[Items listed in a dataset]
[start]
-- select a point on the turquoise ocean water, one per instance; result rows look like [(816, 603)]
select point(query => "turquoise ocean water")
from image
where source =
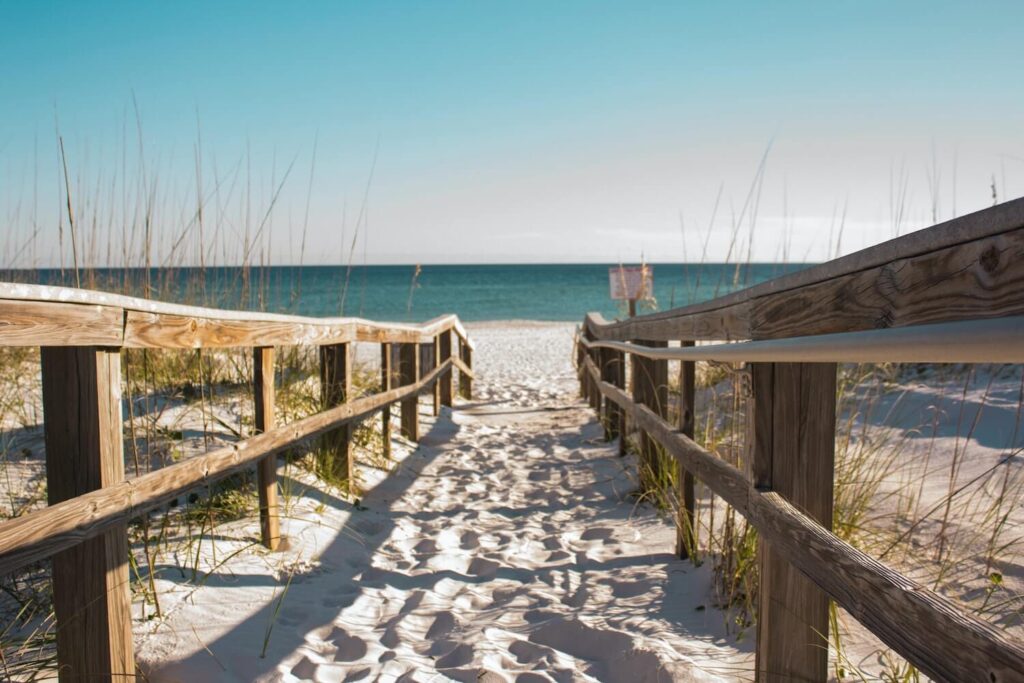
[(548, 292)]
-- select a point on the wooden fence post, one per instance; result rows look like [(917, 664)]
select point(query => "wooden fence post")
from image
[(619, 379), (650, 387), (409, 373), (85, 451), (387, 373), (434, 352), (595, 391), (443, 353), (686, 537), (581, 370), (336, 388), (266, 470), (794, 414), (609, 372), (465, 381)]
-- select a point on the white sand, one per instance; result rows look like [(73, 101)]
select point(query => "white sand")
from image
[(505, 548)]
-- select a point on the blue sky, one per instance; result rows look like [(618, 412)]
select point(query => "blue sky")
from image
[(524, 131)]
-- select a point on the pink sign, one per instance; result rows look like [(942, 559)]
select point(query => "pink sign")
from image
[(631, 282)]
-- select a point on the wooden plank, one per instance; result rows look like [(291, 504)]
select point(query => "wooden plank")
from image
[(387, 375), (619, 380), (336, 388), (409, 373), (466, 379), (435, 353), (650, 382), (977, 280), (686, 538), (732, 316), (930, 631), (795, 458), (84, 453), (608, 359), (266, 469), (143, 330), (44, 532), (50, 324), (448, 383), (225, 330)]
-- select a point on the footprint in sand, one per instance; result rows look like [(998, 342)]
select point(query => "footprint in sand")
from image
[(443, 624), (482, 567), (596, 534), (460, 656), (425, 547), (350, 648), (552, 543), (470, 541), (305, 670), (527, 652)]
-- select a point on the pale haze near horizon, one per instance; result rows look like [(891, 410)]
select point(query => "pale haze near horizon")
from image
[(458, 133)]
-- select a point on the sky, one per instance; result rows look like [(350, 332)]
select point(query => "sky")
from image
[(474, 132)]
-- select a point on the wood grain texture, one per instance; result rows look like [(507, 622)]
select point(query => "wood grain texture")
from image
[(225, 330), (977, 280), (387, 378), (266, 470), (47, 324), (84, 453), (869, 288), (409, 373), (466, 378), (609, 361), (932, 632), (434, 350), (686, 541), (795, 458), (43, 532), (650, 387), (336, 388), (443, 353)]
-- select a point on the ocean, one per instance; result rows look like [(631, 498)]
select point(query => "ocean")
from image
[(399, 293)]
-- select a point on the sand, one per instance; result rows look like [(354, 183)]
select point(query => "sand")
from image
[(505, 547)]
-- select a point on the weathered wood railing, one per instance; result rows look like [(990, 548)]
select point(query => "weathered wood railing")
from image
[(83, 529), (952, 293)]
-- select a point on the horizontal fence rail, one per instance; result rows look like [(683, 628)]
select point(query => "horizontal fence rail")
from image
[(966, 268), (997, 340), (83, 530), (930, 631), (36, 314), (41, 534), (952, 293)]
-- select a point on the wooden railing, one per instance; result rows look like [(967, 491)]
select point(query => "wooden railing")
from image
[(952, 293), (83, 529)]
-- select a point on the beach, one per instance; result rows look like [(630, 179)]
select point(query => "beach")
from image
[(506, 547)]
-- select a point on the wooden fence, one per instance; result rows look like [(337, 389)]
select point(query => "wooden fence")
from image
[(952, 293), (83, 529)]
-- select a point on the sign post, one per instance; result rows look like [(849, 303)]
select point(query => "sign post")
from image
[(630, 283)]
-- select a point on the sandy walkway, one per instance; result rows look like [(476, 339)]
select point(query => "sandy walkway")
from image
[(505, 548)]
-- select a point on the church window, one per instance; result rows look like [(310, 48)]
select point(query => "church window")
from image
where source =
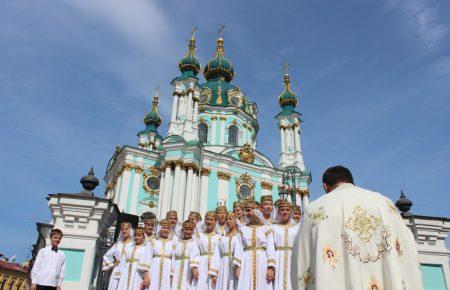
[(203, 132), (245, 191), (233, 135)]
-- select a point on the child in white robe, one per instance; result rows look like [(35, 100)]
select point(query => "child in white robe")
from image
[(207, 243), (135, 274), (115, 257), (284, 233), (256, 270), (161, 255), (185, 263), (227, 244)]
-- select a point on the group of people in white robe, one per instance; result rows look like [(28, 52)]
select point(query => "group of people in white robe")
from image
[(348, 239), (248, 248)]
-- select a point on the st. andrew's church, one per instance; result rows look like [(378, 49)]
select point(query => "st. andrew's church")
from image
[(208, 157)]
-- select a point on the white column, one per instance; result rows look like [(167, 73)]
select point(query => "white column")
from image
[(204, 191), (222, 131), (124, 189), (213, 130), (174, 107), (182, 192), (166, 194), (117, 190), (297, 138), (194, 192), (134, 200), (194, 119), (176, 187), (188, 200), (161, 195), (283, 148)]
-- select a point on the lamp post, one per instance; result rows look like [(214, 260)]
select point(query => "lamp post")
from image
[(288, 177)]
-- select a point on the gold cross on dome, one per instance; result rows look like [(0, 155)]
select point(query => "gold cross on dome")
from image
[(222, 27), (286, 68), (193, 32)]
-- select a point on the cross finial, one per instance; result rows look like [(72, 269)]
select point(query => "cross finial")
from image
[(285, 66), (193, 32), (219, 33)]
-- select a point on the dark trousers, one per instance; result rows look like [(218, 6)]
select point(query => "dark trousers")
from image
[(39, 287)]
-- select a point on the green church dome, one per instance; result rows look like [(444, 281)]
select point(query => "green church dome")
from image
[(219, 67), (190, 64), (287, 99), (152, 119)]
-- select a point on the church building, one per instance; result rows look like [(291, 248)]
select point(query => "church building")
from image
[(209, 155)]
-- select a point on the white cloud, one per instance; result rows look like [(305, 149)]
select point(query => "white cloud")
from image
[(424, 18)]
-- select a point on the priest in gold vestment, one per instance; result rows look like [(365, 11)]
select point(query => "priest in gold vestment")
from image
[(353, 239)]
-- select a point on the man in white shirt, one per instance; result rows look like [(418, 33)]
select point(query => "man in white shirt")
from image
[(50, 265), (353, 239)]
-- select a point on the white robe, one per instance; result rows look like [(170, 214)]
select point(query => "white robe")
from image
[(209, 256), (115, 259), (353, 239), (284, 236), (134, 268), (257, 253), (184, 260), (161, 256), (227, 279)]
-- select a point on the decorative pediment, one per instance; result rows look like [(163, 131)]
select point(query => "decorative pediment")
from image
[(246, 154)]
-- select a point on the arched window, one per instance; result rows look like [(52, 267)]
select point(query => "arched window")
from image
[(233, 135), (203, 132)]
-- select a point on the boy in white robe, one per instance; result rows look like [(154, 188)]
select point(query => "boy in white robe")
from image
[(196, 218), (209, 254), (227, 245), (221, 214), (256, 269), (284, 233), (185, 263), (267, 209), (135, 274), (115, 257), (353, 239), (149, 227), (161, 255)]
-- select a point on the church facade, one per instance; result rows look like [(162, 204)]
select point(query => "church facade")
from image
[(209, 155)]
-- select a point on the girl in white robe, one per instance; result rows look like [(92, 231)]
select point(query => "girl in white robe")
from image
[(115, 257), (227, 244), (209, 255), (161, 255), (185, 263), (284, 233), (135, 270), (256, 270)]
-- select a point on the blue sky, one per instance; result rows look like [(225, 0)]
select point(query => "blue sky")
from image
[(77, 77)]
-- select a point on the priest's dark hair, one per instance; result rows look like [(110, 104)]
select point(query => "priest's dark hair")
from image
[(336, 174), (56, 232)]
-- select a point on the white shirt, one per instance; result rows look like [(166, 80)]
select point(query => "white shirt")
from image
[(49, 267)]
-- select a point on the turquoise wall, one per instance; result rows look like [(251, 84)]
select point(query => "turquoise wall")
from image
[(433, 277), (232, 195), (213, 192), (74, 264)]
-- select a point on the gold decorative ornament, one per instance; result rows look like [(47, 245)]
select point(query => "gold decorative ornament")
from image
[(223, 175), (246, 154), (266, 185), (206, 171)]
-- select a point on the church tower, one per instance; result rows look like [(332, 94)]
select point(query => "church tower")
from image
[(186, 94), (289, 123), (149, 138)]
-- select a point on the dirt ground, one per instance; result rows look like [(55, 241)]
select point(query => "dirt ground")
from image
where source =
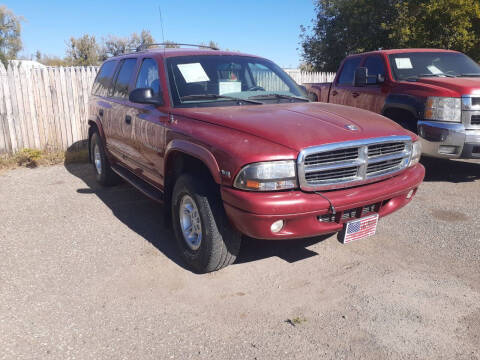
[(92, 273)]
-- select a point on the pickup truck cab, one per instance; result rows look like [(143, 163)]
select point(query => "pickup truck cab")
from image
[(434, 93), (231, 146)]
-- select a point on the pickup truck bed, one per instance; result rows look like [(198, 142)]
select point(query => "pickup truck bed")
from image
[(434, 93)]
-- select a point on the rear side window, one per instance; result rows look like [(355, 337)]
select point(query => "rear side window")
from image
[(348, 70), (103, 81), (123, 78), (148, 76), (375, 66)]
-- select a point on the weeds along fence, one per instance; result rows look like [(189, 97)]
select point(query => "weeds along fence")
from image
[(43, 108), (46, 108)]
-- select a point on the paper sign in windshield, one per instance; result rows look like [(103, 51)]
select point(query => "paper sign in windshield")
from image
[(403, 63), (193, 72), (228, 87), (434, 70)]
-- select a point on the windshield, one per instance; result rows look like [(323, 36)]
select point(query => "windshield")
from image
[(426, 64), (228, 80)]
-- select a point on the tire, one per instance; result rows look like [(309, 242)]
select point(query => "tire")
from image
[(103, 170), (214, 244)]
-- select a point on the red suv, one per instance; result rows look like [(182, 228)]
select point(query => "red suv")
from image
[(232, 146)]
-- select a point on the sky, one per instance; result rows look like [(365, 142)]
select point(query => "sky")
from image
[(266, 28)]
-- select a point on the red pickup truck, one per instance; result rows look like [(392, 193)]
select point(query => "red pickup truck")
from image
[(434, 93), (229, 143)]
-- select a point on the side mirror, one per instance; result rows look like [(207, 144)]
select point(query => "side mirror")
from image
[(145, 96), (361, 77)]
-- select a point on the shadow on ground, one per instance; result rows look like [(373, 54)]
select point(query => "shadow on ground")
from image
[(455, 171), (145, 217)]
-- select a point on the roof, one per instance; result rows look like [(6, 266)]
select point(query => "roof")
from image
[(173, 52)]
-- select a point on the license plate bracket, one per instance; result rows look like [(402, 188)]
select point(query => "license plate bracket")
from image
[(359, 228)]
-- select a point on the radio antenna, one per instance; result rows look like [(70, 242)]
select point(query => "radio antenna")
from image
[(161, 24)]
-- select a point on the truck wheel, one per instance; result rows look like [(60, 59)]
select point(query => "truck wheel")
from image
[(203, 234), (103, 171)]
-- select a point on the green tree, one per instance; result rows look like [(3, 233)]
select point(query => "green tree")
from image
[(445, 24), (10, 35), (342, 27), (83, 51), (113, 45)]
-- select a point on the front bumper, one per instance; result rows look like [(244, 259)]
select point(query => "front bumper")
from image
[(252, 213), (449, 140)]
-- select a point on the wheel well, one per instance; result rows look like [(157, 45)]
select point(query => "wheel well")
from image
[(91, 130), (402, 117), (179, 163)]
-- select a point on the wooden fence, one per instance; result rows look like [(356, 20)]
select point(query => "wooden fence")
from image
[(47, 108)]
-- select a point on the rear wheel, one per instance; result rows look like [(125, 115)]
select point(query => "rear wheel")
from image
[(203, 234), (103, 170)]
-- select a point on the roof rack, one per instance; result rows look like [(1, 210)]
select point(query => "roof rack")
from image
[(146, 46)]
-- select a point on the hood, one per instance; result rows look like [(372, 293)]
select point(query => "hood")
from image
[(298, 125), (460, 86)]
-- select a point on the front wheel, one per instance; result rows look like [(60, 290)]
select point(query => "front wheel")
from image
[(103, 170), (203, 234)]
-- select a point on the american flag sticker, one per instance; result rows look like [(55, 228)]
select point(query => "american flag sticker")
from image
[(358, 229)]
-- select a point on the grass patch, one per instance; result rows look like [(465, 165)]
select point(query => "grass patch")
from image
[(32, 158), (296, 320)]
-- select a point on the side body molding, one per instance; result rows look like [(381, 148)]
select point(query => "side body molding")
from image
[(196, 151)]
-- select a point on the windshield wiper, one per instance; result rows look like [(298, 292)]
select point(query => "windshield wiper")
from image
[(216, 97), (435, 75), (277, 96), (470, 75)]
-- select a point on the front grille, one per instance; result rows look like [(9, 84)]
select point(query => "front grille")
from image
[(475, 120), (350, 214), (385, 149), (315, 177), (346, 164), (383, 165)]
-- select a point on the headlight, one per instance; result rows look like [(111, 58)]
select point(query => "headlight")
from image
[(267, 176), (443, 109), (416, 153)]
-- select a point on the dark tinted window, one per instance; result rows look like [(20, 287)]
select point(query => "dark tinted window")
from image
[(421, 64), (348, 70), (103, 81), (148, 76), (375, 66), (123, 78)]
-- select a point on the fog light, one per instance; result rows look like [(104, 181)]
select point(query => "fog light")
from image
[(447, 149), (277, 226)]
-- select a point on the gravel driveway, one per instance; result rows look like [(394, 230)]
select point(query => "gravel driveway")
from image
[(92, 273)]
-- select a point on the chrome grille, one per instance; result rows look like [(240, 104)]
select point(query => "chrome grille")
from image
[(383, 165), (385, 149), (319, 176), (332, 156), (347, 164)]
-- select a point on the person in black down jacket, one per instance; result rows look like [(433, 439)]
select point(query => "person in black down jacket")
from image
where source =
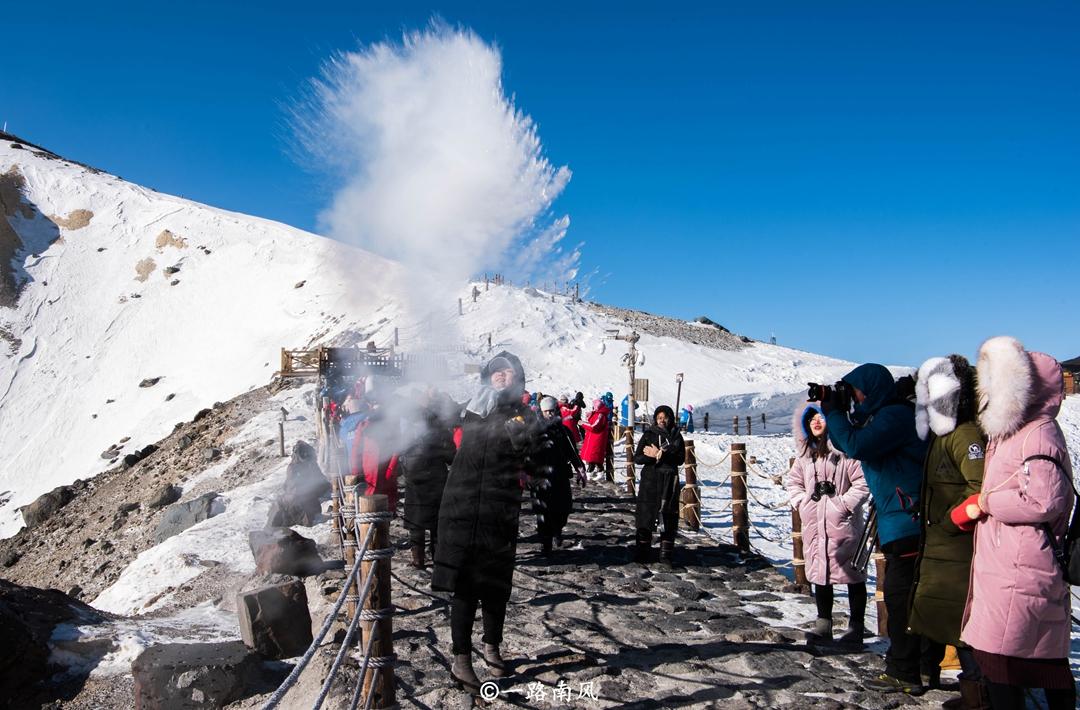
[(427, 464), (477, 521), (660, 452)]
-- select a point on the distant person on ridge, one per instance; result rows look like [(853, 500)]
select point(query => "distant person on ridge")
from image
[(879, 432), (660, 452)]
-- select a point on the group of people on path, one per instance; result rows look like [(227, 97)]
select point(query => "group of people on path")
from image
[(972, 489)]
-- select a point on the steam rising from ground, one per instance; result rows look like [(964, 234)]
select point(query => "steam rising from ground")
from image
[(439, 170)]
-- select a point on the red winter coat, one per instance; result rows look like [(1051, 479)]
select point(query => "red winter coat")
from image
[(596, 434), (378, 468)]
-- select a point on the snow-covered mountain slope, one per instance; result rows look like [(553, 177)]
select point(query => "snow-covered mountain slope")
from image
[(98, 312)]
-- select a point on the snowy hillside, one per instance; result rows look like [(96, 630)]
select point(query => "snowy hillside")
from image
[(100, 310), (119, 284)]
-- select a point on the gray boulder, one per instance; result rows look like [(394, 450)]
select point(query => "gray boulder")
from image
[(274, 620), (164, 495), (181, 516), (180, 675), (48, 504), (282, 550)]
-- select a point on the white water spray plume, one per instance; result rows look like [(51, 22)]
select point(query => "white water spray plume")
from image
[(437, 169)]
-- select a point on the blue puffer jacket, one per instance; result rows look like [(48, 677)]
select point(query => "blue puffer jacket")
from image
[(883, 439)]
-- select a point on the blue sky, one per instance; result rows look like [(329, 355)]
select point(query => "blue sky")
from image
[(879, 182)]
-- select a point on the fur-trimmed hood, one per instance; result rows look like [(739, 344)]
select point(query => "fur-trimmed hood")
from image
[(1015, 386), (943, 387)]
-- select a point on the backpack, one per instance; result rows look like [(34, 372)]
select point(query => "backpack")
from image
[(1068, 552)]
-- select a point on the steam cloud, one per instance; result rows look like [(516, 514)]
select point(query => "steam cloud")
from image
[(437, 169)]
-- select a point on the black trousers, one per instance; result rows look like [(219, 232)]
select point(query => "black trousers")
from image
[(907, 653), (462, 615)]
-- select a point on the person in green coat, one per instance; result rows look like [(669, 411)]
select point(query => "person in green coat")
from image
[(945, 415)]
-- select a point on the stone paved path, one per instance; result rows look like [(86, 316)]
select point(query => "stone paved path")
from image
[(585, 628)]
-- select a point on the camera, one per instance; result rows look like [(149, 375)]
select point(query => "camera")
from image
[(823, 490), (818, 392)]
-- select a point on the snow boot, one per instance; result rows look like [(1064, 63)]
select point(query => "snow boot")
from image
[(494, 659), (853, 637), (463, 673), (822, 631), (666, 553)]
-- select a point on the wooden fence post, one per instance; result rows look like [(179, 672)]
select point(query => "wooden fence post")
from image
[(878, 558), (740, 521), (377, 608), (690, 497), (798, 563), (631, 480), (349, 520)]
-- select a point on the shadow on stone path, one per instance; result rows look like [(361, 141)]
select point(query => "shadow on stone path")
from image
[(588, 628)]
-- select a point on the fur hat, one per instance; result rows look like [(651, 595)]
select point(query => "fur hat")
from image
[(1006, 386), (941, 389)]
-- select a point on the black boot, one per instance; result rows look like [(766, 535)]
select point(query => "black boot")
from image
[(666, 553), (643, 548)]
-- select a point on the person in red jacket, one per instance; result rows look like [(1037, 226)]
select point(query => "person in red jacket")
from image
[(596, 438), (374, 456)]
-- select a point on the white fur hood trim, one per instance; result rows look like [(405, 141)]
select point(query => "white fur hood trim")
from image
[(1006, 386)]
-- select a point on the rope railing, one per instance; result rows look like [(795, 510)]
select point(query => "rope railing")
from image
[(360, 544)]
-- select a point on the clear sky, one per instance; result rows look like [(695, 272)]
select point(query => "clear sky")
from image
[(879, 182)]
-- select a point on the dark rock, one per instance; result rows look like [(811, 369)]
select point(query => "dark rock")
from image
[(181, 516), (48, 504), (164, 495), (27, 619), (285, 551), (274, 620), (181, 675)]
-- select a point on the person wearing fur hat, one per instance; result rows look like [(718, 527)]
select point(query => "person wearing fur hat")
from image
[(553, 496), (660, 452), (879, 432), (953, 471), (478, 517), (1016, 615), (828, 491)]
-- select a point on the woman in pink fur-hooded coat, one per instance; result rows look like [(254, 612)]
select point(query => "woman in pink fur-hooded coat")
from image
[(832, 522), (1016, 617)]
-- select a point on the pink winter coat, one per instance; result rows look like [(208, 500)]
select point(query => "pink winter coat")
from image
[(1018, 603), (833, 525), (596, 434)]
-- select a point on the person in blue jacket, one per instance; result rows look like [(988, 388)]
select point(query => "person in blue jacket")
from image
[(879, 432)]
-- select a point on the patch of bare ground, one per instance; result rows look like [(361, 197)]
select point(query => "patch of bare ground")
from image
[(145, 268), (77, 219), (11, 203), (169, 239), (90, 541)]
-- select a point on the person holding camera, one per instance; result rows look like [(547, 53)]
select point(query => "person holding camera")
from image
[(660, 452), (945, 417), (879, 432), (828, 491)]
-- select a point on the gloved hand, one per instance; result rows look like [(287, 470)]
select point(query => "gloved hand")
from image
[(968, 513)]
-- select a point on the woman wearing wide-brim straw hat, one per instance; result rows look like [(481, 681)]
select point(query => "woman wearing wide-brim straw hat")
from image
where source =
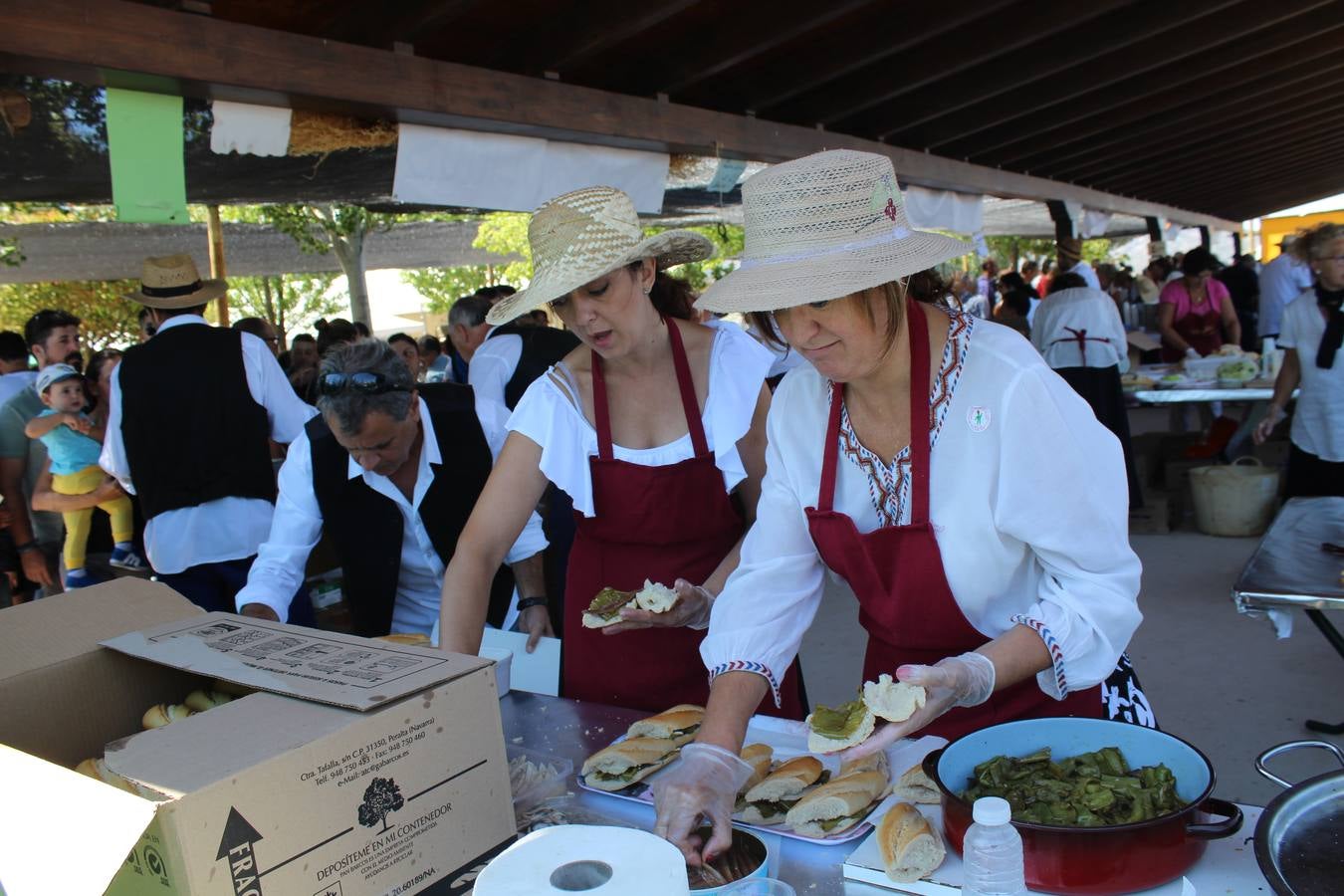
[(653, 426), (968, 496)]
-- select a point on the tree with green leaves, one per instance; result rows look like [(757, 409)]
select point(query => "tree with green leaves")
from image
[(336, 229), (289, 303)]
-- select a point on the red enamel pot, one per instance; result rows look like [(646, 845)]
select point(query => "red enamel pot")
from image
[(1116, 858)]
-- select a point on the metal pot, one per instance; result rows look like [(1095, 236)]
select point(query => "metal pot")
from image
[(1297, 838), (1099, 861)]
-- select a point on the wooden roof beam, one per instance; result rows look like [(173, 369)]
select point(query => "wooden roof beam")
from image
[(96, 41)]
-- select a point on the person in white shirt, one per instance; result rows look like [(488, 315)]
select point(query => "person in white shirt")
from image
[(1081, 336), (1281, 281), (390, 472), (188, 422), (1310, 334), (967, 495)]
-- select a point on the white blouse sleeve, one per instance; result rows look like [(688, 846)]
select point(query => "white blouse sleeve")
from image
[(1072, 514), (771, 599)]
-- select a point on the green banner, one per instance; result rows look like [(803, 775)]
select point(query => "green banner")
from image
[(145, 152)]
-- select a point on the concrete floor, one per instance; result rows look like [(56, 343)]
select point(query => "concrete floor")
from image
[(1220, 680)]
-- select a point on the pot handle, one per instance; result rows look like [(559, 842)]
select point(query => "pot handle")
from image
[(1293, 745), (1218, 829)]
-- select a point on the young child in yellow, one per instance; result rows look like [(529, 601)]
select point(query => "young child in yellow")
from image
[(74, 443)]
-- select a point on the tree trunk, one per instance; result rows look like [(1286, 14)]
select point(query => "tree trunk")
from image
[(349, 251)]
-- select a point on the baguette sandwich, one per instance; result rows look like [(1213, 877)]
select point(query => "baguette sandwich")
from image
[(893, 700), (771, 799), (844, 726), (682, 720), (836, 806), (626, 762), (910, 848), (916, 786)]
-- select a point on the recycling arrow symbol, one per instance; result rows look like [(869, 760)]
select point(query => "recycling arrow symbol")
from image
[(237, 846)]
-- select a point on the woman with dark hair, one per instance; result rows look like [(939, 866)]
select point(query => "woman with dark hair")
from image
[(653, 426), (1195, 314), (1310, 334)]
[end]
Write out the lines as a numbered list, starting at the first line and ending at the line that contains "670), (527, 652)]", with both ends included. Omit blank lines and leave out the pictures.

1. -- select a point on the turquoise ocean water, one per instance; result rows look like [(816, 603)]
2. select point(query => "turquoise ocean water")
3. from image
4. where source =
5. [(548, 292)]
6. -- select a point on the wooden fence post, one per instance; result rows look like [(917, 664)]
7. select point(query => "wooden fence post")
8. from image
9. [(619, 379), (650, 387), (409, 373), (85, 451), (387, 373), (434, 352), (595, 391), (443, 353), (686, 537), (581, 370), (336, 388), (266, 470), (794, 414), (609, 372), (465, 381)]
10. -- select a point on the white sand, one per instance; result rows look like [(73, 101)]
11. select point(query => "white sand")
12. from image
13. [(505, 548)]
14. -- select a point on the blue sky, one per instance; result rows look like [(618, 412)]
15. select point(query => "blue sky")
16. from image
17. [(524, 131)]
18. -- select a point on the pink sign, one per instance; result rows look like [(942, 559)]
19. select point(query => "pink sign")
20. from image
21. [(631, 282)]
22. -- select a point on the wooden plank, one per instance; result rows look like [(291, 504)]
23. select point(query => "wooden plank")
24. from image
25. [(387, 375), (619, 380), (336, 388), (409, 373), (466, 379), (435, 353), (650, 382), (977, 280), (686, 538), (732, 316), (930, 631), (795, 458), (84, 453), (608, 359), (266, 469), (143, 330), (44, 532), (50, 324), (448, 383), (225, 330)]
26. -- select a point on the footprint in sand, one per instance; result rows look like [(998, 342)]
27. select point(query => "footprint in sand")
28. from image
29. [(443, 624), (482, 567), (596, 534), (460, 656), (425, 547), (350, 648), (552, 543), (470, 541), (305, 670), (527, 652)]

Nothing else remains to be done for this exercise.